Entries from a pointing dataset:
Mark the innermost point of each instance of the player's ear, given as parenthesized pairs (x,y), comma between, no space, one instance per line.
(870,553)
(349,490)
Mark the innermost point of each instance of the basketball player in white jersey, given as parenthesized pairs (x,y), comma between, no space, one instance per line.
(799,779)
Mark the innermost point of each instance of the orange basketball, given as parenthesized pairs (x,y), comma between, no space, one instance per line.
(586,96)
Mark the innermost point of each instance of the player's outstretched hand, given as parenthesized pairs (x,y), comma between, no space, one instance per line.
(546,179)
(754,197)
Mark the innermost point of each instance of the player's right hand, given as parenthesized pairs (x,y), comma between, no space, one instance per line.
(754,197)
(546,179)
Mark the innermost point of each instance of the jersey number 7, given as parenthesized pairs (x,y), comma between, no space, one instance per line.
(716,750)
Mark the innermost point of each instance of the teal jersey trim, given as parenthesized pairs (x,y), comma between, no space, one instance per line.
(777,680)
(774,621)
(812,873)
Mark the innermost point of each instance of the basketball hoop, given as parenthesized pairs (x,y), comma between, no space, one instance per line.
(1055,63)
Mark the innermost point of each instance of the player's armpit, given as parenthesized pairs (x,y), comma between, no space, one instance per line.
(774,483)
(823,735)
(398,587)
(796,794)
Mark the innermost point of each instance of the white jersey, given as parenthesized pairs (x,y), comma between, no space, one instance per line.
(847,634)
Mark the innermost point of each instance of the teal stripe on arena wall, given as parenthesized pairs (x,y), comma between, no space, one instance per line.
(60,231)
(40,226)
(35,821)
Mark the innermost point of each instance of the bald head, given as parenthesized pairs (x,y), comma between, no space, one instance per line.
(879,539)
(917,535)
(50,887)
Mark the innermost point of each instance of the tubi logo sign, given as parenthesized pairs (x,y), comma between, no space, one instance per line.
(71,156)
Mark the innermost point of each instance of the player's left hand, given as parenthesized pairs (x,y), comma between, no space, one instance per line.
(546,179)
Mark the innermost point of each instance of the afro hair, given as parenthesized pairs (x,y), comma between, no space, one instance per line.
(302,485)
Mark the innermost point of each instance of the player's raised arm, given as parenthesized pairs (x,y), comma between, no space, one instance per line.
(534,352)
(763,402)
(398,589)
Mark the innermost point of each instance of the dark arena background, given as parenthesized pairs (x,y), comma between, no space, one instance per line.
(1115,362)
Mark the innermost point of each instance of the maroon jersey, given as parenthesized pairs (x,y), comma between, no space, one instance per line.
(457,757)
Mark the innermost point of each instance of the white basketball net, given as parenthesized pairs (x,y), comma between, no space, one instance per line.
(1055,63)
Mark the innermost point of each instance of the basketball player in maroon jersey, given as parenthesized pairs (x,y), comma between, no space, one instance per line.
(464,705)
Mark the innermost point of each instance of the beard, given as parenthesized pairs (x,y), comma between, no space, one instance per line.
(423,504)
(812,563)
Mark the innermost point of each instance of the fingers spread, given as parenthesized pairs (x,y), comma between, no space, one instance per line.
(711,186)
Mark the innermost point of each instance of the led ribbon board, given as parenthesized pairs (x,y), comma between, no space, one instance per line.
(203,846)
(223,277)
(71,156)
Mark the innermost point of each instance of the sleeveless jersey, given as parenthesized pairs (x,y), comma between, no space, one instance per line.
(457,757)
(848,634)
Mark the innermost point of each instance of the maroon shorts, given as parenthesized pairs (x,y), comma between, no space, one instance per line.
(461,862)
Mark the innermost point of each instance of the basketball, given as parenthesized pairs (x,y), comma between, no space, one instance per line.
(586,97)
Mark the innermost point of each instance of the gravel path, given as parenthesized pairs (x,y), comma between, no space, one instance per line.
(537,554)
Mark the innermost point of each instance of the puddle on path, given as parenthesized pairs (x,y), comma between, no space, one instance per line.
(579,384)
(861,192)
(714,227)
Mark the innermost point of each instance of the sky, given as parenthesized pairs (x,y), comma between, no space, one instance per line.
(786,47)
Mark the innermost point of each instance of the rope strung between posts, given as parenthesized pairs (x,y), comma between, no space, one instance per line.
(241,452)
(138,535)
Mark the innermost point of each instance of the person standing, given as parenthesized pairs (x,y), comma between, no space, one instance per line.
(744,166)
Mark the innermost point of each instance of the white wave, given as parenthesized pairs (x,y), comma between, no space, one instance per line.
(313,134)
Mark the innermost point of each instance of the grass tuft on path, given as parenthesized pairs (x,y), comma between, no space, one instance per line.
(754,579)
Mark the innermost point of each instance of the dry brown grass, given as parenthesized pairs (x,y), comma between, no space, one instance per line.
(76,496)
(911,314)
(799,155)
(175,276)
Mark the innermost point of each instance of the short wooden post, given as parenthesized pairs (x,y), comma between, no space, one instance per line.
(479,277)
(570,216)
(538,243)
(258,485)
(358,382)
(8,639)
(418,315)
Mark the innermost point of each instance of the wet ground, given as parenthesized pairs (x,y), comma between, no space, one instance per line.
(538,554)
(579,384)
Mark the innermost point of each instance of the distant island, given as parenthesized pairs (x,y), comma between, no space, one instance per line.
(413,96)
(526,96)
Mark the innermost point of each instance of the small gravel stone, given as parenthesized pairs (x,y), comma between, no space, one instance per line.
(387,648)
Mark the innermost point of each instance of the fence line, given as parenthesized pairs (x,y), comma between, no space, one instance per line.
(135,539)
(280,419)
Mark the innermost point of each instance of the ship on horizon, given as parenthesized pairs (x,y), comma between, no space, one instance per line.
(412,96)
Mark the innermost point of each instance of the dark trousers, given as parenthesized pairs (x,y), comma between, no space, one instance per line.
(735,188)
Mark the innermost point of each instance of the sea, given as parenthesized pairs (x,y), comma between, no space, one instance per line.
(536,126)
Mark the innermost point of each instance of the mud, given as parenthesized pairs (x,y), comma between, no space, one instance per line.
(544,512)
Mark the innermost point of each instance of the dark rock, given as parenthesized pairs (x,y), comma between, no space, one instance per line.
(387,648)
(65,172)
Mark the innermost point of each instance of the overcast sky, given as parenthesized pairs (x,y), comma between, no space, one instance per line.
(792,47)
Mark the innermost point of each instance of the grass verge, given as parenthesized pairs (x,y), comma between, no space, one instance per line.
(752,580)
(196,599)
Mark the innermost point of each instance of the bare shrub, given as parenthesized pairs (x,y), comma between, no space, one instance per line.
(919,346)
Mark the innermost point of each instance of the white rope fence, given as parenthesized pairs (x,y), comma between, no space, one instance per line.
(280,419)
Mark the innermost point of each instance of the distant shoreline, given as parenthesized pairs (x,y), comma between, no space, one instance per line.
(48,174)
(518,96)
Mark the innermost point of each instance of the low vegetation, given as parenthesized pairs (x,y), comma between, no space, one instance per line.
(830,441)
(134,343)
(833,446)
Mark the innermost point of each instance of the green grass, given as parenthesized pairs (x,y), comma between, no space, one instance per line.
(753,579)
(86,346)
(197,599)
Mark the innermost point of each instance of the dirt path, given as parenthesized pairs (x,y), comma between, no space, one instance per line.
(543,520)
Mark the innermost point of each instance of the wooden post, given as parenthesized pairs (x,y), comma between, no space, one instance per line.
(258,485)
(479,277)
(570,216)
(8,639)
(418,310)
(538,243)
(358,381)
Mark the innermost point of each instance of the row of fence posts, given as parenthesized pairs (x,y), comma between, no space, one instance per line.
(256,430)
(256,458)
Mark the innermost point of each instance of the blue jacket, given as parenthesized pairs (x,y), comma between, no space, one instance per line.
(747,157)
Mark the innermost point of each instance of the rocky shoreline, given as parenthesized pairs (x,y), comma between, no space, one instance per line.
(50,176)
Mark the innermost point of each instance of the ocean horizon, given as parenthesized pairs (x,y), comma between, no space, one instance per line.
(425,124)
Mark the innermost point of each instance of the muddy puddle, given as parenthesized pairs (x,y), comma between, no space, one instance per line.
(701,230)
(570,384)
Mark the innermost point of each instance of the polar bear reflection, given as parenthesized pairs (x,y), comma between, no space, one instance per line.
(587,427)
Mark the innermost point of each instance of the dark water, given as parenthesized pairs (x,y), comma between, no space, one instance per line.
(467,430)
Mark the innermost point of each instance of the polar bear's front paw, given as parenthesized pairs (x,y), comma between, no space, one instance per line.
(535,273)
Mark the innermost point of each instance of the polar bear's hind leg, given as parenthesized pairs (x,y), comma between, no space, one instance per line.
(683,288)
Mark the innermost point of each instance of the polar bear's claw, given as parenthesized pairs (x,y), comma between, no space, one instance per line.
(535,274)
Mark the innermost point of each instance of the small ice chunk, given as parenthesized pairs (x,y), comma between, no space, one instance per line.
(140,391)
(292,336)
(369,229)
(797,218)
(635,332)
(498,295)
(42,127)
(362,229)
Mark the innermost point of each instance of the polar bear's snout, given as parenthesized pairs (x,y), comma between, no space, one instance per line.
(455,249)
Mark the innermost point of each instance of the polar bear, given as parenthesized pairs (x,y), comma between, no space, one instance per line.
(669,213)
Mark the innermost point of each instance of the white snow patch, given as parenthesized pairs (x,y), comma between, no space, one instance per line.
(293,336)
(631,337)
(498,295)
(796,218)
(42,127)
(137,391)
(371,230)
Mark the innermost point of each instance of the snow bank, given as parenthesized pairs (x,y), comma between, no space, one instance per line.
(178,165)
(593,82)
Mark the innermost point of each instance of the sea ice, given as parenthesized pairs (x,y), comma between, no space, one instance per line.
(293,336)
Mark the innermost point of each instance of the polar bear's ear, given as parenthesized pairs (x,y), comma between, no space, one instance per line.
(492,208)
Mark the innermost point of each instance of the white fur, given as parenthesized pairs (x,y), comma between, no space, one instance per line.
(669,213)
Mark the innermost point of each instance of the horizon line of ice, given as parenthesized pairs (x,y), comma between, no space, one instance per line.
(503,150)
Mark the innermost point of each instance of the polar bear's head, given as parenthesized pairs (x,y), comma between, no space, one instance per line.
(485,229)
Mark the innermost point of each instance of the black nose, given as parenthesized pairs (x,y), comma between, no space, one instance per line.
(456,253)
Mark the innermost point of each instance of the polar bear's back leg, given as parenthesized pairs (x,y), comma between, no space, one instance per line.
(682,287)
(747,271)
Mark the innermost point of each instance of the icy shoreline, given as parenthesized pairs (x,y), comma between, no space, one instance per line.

SET TASK: Extract, exactly, the lines above that begin at the line containing "bear's head, given" and end at the final line of the records; add no other text.

REPLY TO THE EXERCISE:
Mark the innermost point of each instance of the polar bear's head, given as parenthesized pairs (x,y), comma between, no space, one instance per line.
(485,229)
Mark the innermost point of each instance of the black nose, given as parenthesized pairs (x,y), comma between, no space, one instance per line.
(456,253)
Mark the innermost point of each instance of the polar bear's back leg, given as parenthesized pairs (x,y), comma between, no space, one instance per line.
(682,287)
(747,271)
Mark the innermost point of each instance of the icy shoreline, given as parenthesized pairs (x,y), comma between, no space, one instance per line.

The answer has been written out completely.